The total direct costs per patient over 12 months were a mean of $20,670 in the AF group and $11,965 in the control group, a net incremental cost of $8705 per patient. The principal cause of this cost difference was inpatient services. One of the most important findings is that of the increment in inpatient costs, other cardiovascular diagnoses, excluding AF and non-cardiovascular diagnoses make up 90% of the inpatient hospital costs for patients with AF. Over one year, 37.5% of AF patients compared to 17.5% of patients were hospitalized for any cause and 2.1% compared to 0.1% died during hospitalization. AF patients were 4 times more likely to undergo cardiovascular hospitalizations compared to control patients. Three times as many AF patients as control subjects had multiple hospitalizations. Outpatient medical costs were higher in AF patients compared to the matched controls ($9225 versus $5629), but surprisingly not outpatient medical costs ($3605 versus $3714). Costs were higher among patients younger than 65 years, particularly among men.
The national incremental cost of AF was calculated by extrapolating the above findings to an estimated 3.5 million cases of AF in 2010 based on US Census Bureau projections of the age and sex distribution of the US population to be an incremental cost of $26 billion over 12 months. This breaks out to incremental costs due to AF: $6 billion, other cardiovascular costs: $9.9 billion; non-cardiovascular costs: $10.1 billion). Cardiovascular costs were based on AF as the primary diagnosis and may be underestimates.
One limitation of this study is that it does not allow us to analyze in detail the components of the cardiovascular (heart failure) and other costs (stroke, under or over anticoagulation with warfarin).
AF is responsible for an incremental cost to the United States health care system of between $6 and $26 billion. This may be an underestimate as it only includes costs due to patients with AF identified as a primary diagnosis. The other interesting observation is the striking decrease in the incremental cost of AF treatment in the elderly. It is interesting to speculate that this may reflect a lower degree of symptom burden and a greater reliance on rate control. Another observation made was the lack of variation in the incremental cost of AF treatment for women over the age range studied. One potential interpretation of this finding is that women with AF receive a more conservative management approach. In summary, it appears that therapies that decrease inpatient costs in patients with AF and decrease cost of care while improving outcomes and quality of life are much needed for this disease.

- [Extracted data]

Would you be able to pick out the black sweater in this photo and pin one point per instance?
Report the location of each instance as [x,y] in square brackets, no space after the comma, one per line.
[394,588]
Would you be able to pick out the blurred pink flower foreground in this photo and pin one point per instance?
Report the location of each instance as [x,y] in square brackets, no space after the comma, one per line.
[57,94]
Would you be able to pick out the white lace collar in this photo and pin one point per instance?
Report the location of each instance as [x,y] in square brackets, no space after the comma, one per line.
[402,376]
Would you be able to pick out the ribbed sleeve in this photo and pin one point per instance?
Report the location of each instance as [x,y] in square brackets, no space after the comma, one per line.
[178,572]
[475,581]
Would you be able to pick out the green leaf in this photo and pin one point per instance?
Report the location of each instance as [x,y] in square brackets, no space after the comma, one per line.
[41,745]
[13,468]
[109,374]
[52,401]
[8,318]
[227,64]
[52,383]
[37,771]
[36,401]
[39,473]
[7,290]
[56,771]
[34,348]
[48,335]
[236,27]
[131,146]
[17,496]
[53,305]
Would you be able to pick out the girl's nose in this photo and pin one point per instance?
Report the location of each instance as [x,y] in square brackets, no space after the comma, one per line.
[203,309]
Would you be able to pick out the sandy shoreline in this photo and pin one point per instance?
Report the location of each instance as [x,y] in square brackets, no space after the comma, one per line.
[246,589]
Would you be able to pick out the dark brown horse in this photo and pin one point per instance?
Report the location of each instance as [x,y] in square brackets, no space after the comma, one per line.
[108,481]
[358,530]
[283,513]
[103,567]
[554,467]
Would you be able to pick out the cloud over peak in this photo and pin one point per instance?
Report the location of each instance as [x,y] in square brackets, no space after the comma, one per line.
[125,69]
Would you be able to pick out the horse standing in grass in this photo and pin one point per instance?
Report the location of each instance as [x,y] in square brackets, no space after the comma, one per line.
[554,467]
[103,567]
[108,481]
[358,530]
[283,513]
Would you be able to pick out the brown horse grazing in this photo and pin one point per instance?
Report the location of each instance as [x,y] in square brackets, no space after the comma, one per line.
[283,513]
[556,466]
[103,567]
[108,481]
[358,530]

- [Exercise directions] The text on the costs of AF splits the $26 billion national incremental cost into parts. List each part with its dollar amount. The listing above isn't needed.

- [Answer to this exercise]
- Incremental costs due to AF: $6 billion
- Other cardiovascular costs: $9.9 billion
- Non-cardiovascular costs: $10.1 billion